Exercise details: Return the text of every item below unchanged, with the pictures left out.

— BEGIN —

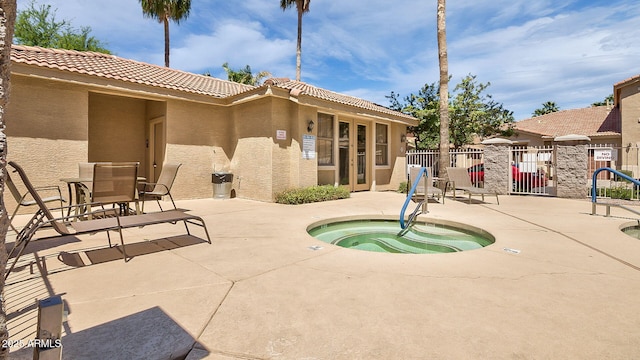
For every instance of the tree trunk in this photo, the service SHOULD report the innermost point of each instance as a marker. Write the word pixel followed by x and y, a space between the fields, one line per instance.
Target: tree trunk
pixel 444 90
pixel 299 43
pixel 166 41
pixel 7 21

— END —

The solution:
For every instance of the tree trunk in this photo, the service SHOULD report the innermost point of each instance as a marker. Write the word pixel followed by x and y, a space between the fields, one line per instance.
Target: tree trunk
pixel 444 90
pixel 299 43
pixel 166 41
pixel 7 21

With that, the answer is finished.